═══ SUPPLIED DATA ═══

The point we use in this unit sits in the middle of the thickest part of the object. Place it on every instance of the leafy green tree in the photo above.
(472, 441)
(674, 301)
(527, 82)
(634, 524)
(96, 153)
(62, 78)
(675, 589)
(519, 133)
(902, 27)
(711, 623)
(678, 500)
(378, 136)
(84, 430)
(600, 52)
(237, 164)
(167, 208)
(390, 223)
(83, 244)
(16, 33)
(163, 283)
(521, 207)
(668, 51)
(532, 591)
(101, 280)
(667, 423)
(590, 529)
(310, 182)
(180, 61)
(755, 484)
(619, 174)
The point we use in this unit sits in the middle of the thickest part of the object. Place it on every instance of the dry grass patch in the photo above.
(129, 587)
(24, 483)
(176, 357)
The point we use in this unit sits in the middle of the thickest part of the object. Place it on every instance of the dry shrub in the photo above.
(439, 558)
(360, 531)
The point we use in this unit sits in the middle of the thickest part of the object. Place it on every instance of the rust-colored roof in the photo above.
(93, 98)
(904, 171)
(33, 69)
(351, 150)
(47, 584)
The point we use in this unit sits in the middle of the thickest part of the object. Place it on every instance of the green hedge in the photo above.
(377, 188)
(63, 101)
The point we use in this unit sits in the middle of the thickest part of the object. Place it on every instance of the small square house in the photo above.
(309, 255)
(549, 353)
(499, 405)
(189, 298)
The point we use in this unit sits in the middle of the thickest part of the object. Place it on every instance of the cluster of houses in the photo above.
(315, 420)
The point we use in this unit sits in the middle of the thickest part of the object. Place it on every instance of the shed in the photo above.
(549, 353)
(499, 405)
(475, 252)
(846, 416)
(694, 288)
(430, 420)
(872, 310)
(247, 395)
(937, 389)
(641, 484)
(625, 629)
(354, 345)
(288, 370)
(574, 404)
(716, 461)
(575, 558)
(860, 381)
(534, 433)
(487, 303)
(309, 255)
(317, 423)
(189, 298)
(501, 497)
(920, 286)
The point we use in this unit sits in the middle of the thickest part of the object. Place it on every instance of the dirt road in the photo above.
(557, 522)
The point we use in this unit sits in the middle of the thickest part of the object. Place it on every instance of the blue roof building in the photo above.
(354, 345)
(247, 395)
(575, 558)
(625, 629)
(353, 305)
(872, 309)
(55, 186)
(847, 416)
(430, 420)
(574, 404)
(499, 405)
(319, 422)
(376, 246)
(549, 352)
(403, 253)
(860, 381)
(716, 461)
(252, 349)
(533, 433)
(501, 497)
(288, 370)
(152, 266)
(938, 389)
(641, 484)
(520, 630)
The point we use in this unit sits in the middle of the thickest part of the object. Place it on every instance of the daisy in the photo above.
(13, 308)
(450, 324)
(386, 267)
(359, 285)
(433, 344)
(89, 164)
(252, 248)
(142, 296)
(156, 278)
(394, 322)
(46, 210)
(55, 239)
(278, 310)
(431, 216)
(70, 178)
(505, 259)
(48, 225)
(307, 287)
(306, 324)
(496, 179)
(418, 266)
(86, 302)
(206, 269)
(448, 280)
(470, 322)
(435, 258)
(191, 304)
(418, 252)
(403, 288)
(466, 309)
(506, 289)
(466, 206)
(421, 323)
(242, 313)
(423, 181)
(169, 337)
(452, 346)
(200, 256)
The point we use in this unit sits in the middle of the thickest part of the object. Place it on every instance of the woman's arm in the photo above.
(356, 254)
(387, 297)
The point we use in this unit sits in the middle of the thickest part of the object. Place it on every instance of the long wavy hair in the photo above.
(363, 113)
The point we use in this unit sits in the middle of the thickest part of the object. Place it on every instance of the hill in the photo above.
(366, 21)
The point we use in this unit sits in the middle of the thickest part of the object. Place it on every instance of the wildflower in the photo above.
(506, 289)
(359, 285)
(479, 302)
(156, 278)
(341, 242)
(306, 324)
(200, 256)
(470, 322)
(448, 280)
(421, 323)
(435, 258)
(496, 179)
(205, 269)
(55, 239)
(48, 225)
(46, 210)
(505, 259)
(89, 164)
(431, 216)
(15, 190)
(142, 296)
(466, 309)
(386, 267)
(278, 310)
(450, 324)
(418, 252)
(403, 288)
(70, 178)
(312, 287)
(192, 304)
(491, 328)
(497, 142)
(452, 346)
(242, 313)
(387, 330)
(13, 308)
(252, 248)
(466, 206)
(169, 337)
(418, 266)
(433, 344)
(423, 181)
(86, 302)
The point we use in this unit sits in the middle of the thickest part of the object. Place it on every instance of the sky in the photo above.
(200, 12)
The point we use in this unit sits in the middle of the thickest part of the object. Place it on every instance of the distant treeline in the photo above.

═══

#### [YOUR TASK]
Reproduce only the lines between the line containing "wildflower in the photo above." and the last line of the records, those two lines included, exactly.

#### [ANSWER IN FULL]
The point we use in this unit sits in the middle of the thickest part of the object. Place it on every instance of the wildflower in the photo above.
(506, 289)
(359, 285)
(479, 302)
(156, 278)
(341, 242)
(306, 324)
(200, 256)
(470, 322)
(448, 280)
(421, 323)
(435, 258)
(496, 179)
(205, 269)
(55, 239)
(48, 225)
(46, 210)
(505, 259)
(89, 164)
(431, 216)
(15, 190)
(142, 296)
(466, 309)
(386, 267)
(278, 310)
(450, 324)
(418, 252)
(403, 288)
(70, 178)
(312, 287)
(192, 304)
(491, 328)
(497, 142)
(452, 346)
(242, 313)
(387, 330)
(13, 308)
(252, 248)
(466, 206)
(169, 337)
(418, 266)
(433, 344)
(423, 181)
(86, 302)
The point we use in this unit sits in the middle of the thickest part of the object. Place it on every instance of the sky in the photo above.
(200, 12)
The point we use in this unit sits in the middle of the thickest part of the object. Place it on every instance of the distant treeline in the photo above.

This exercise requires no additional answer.